DOCUMENT SOURCE:
──────────────────────────────
Pascale Langlais
Pascale Langlais est titulaire d’un Baccalauréat en droit de l’Université Laval (LL.B.), avocate membre du Barreau du Québec, et est actuellement candidate à la Maîtrise en droit international et transnational (LL.M.). Avec le support de la Clinique de droit international pénal et humanitaire (CDIPH), elle a effectué son stage du Barreau auprès d'une équipe de défense au Tribunal spécial pour le Liban et effectue présentement un stage au sein du Secrétariat de la Coalition pour la Cour pénale internationale. Par le passé, elle a participé à deux reprises aux activités de la CDIPH : une première fois en 2012 dans le dossier Gbagbo devant la CPI, puis auprès du Bureau du Président du Tribunal spécial pour le Liban à l’hiver 2015. Elle nourrit un intérêt particulier pour le droit international pénal et le droit international humanitaire.
Il aura fallu plus de vingt ans aux victimes du terrible régime de l’ancien Président tchadien Hissène Habré pour voir leur bourreau répondre de ses crimes devant une Cour de justice (pour plus d’information). Lorsque le procès s’est finalement ouvert au sein des Chambres africaines extraordinaires (ci-après « CAE ») le 20 juillet 2015, une page d’histoire s’écrivait d’elle-même.
Après s’être instruite de l’héritage des tribunaux pénaux internationaux ad hoc[1] et avoir assisté aux balbutiements de la Cour pénale internationale, se retrouver aux audiences d’un tribunal hybride, à l’image d’autres institutions particulières de la justice internationale pénale[2], constitue un grand moment pour une étudiante en droit international pénal. C’est donc avec ces idées de grandeur que je me suis présentée au Palais de justice de Dakar le 29 octobre 2015, à ce qui allait être la dernière journée de procès du dictateur tchadien avant la suspension temporaire des audiences[3].
──────────────────────────────
Enregistrements de pointage d'objets nommés:
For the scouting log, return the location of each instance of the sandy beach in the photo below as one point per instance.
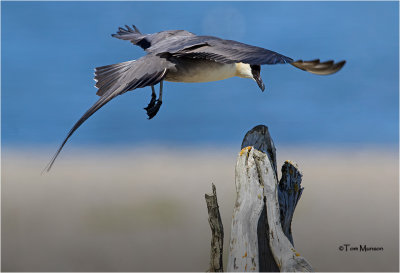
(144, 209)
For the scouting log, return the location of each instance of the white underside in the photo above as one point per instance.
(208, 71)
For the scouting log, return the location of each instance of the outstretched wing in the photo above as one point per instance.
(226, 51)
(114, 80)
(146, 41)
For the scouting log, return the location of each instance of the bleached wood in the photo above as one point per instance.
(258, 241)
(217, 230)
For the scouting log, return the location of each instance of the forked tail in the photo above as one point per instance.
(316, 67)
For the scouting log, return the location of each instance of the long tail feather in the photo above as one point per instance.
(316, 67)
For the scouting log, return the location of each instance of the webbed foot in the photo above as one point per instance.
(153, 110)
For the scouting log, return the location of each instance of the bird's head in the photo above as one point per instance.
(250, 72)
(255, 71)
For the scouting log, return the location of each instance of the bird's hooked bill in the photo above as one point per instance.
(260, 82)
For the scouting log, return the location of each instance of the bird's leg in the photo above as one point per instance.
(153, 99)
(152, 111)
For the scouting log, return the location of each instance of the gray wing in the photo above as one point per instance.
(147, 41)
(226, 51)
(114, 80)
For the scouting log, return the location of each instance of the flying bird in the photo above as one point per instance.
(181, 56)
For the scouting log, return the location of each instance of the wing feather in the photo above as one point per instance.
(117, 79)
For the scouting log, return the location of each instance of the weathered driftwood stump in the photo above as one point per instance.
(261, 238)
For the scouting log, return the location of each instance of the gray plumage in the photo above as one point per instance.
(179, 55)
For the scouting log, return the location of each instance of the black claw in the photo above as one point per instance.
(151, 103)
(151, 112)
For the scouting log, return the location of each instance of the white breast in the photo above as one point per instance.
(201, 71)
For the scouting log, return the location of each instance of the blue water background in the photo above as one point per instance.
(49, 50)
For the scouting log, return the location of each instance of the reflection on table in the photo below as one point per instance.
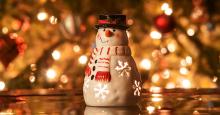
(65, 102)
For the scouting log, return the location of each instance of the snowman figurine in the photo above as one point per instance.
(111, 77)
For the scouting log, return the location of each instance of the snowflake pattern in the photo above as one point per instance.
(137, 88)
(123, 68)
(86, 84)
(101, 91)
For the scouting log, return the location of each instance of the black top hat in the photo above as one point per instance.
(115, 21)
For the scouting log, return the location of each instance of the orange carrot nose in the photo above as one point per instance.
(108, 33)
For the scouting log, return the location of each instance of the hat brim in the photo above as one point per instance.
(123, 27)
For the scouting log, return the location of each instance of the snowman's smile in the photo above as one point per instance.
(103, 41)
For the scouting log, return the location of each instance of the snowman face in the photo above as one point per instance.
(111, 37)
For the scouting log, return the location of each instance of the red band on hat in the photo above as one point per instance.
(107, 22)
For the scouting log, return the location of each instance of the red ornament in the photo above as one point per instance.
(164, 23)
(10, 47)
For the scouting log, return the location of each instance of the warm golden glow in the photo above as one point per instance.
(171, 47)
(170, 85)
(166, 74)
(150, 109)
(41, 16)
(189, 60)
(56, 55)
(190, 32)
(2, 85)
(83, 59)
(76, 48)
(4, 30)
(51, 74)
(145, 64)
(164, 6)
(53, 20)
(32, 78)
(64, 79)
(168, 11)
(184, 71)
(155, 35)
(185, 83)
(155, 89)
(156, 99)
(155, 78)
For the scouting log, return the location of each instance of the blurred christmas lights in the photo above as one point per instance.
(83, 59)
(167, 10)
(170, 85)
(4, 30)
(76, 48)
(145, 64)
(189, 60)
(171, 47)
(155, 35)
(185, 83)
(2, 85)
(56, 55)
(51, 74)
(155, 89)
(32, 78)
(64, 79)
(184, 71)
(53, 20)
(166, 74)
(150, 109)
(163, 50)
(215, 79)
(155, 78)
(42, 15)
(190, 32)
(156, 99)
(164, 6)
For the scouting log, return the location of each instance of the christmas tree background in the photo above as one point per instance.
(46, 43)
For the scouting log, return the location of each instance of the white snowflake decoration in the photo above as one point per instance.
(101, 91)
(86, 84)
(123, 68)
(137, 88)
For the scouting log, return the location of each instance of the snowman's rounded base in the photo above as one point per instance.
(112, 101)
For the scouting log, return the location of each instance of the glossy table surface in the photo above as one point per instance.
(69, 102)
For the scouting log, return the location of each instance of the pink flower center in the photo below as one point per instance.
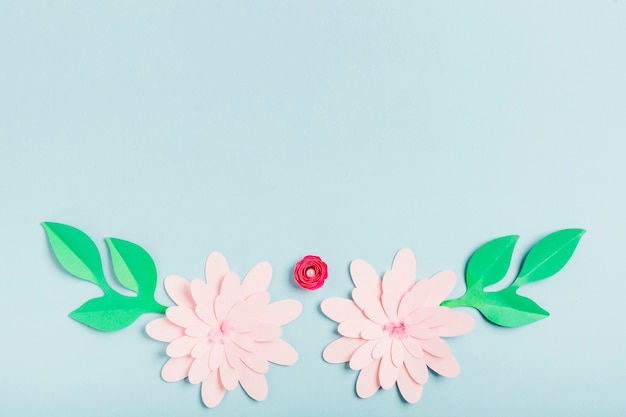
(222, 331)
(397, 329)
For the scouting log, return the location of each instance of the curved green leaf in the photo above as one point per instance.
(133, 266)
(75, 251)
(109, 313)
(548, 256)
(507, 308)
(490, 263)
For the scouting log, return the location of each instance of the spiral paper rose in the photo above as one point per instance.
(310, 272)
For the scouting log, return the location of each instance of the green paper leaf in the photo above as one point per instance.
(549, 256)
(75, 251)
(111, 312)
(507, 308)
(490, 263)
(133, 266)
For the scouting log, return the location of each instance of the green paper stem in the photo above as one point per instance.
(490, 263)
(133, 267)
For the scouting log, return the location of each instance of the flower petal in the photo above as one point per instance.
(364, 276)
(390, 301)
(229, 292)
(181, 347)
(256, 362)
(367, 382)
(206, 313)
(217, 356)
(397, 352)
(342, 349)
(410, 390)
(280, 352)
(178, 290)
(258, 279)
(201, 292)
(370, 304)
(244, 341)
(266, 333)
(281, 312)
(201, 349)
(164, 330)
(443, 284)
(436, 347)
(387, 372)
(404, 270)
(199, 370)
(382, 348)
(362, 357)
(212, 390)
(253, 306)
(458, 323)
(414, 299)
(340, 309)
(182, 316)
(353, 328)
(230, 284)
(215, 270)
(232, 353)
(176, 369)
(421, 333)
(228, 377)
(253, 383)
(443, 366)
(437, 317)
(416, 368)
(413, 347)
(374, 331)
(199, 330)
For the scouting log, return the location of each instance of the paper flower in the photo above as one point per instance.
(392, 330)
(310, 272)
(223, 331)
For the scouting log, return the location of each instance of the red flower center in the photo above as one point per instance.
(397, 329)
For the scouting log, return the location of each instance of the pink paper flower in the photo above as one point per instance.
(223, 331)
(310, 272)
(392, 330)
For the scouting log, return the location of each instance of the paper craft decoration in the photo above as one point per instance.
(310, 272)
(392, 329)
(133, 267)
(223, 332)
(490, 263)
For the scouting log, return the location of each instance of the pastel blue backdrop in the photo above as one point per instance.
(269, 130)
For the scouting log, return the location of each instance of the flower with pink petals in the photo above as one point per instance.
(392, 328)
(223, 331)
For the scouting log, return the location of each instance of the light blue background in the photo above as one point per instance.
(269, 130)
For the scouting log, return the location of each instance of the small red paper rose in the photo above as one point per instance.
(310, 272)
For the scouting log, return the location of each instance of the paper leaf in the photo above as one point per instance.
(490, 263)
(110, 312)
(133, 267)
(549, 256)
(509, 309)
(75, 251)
──────────────────────────────
Pouvez-vous rédiger la suite du texte sur le procès d'Hissène Habré à partir de sa dernière phrase ? Ces enregistrements proviennent d'une autre source que le texte.

RÉPONSE:
Premières impressions
À mon arrivée, je constate que les CAE n’occupent en fait qu’une salle d’audience du Palais de justice de Dakar. Aucun élément ne laisse donc présager l’existence d’un procès d’une telle envergure avant l’arrivée devant la salle No 4. Là, on prend le pouls de ce qui se déroule à l’intérieur. On ne peut dire que le Sénégal a lésiné sur la sécurité – détecteurs de métal, fouille des sacs et autres mesures de sécurité analogues sont à l’ordre du jour. Toutes ces procédures que l’on retrouve normalement dans les aéroports ont quelque chose de très impressionnant. Cette imposante sécurité ne se limite d’ailleurs pas à l’extérieur de la salle. À l’intérieur, on compte au moins une trentaine de policiers, gendarmes et militaires qui ratissent chaque recoin de la pièce. Seuls cinq d’entre eux sont immobiles en tout temps et ce car ils ont une tâche bien précise. En effet, ces porteurs d’armes entourent l’accusé et ne quittent jamais leur poste.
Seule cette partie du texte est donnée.